§ Given request
Present the data once more in exactly its original form.

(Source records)

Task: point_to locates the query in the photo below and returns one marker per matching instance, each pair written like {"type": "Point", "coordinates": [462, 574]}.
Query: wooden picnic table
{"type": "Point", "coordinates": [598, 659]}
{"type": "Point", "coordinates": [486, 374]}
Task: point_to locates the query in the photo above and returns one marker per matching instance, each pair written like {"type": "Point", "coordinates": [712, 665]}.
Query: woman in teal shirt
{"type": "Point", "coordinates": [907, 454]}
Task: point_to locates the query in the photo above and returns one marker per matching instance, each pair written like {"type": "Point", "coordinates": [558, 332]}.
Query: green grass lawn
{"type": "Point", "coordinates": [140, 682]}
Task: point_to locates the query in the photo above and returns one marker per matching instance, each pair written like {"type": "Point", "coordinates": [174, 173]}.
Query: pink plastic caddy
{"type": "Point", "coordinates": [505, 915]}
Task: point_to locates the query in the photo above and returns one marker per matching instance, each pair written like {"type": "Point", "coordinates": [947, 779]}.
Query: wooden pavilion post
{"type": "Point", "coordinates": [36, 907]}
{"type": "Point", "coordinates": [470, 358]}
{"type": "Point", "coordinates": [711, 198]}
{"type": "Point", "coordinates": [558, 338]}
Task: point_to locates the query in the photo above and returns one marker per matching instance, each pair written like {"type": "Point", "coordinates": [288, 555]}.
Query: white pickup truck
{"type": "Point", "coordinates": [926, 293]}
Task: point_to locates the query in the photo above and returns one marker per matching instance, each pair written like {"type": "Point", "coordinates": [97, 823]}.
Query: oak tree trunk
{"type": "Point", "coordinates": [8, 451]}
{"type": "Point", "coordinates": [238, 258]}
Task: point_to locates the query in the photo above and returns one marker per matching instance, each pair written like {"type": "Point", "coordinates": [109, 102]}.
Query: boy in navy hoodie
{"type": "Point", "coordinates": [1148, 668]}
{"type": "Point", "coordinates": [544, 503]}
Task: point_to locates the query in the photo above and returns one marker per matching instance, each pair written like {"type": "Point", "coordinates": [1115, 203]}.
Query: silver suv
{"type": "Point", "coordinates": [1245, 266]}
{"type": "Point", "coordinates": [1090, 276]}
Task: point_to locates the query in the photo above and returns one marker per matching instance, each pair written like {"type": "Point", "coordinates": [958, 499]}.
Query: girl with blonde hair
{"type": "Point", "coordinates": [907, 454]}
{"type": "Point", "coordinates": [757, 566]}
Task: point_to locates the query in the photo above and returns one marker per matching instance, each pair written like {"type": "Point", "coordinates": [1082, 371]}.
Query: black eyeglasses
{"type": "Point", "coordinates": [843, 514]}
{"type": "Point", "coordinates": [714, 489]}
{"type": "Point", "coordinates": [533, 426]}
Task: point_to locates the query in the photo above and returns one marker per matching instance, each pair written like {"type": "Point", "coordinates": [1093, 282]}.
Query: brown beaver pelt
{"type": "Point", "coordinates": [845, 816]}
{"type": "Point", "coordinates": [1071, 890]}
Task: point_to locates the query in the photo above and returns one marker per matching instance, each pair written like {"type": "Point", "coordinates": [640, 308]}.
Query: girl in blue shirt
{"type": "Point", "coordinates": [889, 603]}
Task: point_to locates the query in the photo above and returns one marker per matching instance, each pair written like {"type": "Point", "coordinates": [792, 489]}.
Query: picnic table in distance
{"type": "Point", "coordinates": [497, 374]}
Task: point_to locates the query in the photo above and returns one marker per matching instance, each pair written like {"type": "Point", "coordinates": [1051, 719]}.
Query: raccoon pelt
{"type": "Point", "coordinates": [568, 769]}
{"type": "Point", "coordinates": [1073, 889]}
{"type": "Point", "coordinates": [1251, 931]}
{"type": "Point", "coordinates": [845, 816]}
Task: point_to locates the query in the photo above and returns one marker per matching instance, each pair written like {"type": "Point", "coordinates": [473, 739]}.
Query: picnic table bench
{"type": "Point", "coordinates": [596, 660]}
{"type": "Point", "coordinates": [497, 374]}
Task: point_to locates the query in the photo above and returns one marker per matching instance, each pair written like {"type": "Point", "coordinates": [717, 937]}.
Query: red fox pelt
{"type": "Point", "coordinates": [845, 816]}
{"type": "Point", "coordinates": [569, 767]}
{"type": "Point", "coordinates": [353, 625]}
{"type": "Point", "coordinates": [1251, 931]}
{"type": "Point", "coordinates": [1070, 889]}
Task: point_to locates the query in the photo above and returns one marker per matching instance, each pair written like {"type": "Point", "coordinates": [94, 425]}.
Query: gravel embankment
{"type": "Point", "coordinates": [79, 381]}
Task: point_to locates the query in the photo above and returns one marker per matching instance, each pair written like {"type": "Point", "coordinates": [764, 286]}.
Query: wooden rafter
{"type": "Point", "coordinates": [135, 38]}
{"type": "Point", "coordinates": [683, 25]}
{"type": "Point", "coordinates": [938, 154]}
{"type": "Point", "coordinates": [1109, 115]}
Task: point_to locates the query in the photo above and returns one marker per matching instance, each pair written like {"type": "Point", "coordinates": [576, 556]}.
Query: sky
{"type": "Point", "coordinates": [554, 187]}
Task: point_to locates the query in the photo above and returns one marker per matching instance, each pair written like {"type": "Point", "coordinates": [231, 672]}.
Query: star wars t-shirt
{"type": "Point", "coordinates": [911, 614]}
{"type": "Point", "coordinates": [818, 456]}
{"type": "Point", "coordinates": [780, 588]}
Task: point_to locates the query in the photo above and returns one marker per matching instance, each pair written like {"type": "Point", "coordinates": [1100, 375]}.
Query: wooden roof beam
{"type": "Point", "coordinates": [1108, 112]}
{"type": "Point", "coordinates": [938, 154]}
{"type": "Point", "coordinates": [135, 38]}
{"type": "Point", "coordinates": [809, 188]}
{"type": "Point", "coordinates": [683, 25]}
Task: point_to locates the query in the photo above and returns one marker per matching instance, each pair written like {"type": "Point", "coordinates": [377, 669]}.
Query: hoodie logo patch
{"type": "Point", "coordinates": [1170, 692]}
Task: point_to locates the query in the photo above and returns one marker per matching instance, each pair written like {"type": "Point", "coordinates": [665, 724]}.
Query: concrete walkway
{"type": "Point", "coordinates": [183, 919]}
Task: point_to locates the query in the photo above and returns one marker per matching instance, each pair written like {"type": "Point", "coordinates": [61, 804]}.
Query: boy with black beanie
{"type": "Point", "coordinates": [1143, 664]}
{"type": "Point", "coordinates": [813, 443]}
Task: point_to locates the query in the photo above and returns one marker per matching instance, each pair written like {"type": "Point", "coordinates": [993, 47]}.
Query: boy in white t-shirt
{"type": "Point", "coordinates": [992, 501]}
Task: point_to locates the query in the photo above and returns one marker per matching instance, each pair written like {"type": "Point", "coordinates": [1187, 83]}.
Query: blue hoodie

§ Exercise output
Task: point_to locates the query in the photo below and returns one marker per matching instance, each pair written like {"type": "Point", "coordinates": [462, 574]}.
Query: wooden picnic table
{"type": "Point", "coordinates": [598, 659]}
{"type": "Point", "coordinates": [486, 374]}
Task: point_to locates the query in the photo above and returns one marker per matching instance, each pair written like {"type": "Point", "coordinates": [712, 665]}.
Query: woman in teal shirt
{"type": "Point", "coordinates": [907, 454]}
Task: point_to locates the query in the photo above and returns one marker per matching instance, each pair written like {"type": "Point", "coordinates": [558, 332]}.
Query: green grass lawn
{"type": "Point", "coordinates": [140, 682]}
Task: point_to locates the query in the photo above and returns one marker per matching instance, each pair written like {"type": "Point", "coordinates": [174, 173]}.
Query: pink plastic caddy
{"type": "Point", "coordinates": [505, 915]}
Task: point_to locates the query in the photo above and returns one marker per matching instance, each pair written like {"type": "Point", "coordinates": [947, 779]}.
Query: wooden pavilion post
{"type": "Point", "coordinates": [36, 907]}
{"type": "Point", "coordinates": [470, 358]}
{"type": "Point", "coordinates": [711, 198]}
{"type": "Point", "coordinates": [558, 338]}
Task: point_to locates the query in the photo above and returns one marker per matching instance, each pair written like {"type": "Point", "coordinates": [288, 555]}.
Query: white pickup truck
{"type": "Point", "coordinates": [926, 293]}
Task: point_to locates the query in the photo above and returns one marker per matching instance, each pair written like {"type": "Point", "coordinates": [97, 823]}.
Query: oak tree trunk
{"type": "Point", "coordinates": [8, 451]}
{"type": "Point", "coordinates": [238, 258]}
Task: point_to locates the query in the photo above and returns one marker per matching instance, each pair written like {"type": "Point", "coordinates": [109, 102]}.
Query: boy in navy hoodie
{"type": "Point", "coordinates": [1148, 668]}
{"type": "Point", "coordinates": [544, 503]}
Task: point_to locates the query in the photo above and returns one marker per matching instance, each pair written like {"type": "Point", "coordinates": [1115, 203]}.
Query: silver suv
{"type": "Point", "coordinates": [1245, 266]}
{"type": "Point", "coordinates": [1090, 276]}
Task: point_to locates the query in the photo above and returns one marker per matching instance, each pair written like {"type": "Point", "coordinates": [958, 499]}.
Query: girl with blonde hair
{"type": "Point", "coordinates": [907, 454]}
{"type": "Point", "coordinates": [757, 566]}
Task: point_to locates the query in the photo above and returns one marker per matching instance, each pair written like {"type": "Point", "coordinates": [1082, 371]}.
Query: black eyeglasses
{"type": "Point", "coordinates": [843, 514]}
{"type": "Point", "coordinates": [714, 489]}
{"type": "Point", "coordinates": [533, 426]}
Task: point_to locates the query in the photo above and returns one marker per matching instance, each pair written like {"type": "Point", "coordinates": [1093, 282]}.
Query: brown beaver pelt
{"type": "Point", "coordinates": [845, 816]}
{"type": "Point", "coordinates": [1071, 890]}
Task: point_to locates the query in the photo above and returns one marker per matching instance, each pair written like {"type": "Point", "coordinates": [640, 308]}.
Query: girl in blue shirt
{"type": "Point", "coordinates": [889, 603]}
Task: point_to locates the query in the photo above and returns one marker per matching instance, each pair written like {"type": "Point", "coordinates": [792, 489]}.
Query: picnic table in distance
{"type": "Point", "coordinates": [497, 374]}
Task: point_to locates the query in the photo above and returns one marker per matching instance, each pair written like {"type": "Point", "coordinates": [1051, 719]}.
Query: raccoon pelt
{"type": "Point", "coordinates": [568, 769]}
{"type": "Point", "coordinates": [1073, 889]}
{"type": "Point", "coordinates": [1251, 931]}
{"type": "Point", "coordinates": [845, 816]}
Task: point_to locates the query in the photo above and returns one marker per matching instance, each pair written like {"type": "Point", "coordinates": [473, 739]}.
Query: picnic table bench
{"type": "Point", "coordinates": [596, 660]}
{"type": "Point", "coordinates": [497, 374]}
Task: point_to locates the query in the photo above and returns one marker per matching instance, each pair written like {"type": "Point", "coordinates": [717, 937]}.
Query: red fox pelt
{"type": "Point", "coordinates": [845, 816]}
{"type": "Point", "coordinates": [569, 767]}
{"type": "Point", "coordinates": [353, 625]}
{"type": "Point", "coordinates": [1251, 931]}
{"type": "Point", "coordinates": [1070, 889]}
Task: point_to locates the query in the photo above and returns one marker per matching instance, each pair written like {"type": "Point", "coordinates": [94, 425]}.
Query: gravel embankment
{"type": "Point", "coordinates": [79, 381]}
Task: point_to locates the query in the photo above and returns one marker per matching instance, each pair written like {"type": "Point", "coordinates": [764, 286]}.
Query: wooden rafter
{"type": "Point", "coordinates": [135, 38]}
{"type": "Point", "coordinates": [683, 25]}
{"type": "Point", "coordinates": [938, 154]}
{"type": "Point", "coordinates": [1109, 115]}
Task: point_to locates the query in the photo above and returns one marker per matching instance, each pair written like {"type": "Point", "coordinates": [576, 556]}.
Query: sky
{"type": "Point", "coordinates": [554, 187]}
Task: point_to locates the query in the photo above and returns one marker per matching instance, each pair written like {"type": "Point", "coordinates": [231, 672]}.
Query: star wars t-shirt
{"type": "Point", "coordinates": [911, 614]}
{"type": "Point", "coordinates": [818, 456]}
{"type": "Point", "coordinates": [780, 588]}
Task: point_to locates the query in the photo above and returns one marker per matching instance, each pair written like {"type": "Point", "coordinates": [1100, 375]}.
Query: wooden roof beam
{"type": "Point", "coordinates": [1108, 112]}
{"type": "Point", "coordinates": [938, 154]}
{"type": "Point", "coordinates": [135, 38]}
{"type": "Point", "coordinates": [809, 188]}
{"type": "Point", "coordinates": [683, 25]}
Task: point_to locates the query in the photo above and returns one marker per matching instance, each pair written like {"type": "Point", "coordinates": [377, 669]}.
Query: hoodie logo patch
{"type": "Point", "coordinates": [1170, 692]}
Task: point_to locates the query in the photo above and returns one marker per matching instance, each pair written like {"type": "Point", "coordinates": [665, 724]}.
Query: concrete walkway
{"type": "Point", "coordinates": [183, 919]}
Task: point_to locates the query in the photo above and returns one marker per matching instance, each pair written like {"type": "Point", "coordinates": [61, 804]}.
Query: boy with black beanie
{"type": "Point", "coordinates": [1143, 664]}
{"type": "Point", "coordinates": [813, 443]}
Task: point_to locates the query in the photo above and returns one marker per matching instance, each pair written like {"type": "Point", "coordinates": [993, 47]}.
Query: boy in white t-shirt
{"type": "Point", "coordinates": [992, 501]}
Task: point_to locates the query in the photo above and returns one marker per matching instance, each pair written like {"type": "Point", "coordinates": [1187, 83]}.
Query: blue hoodie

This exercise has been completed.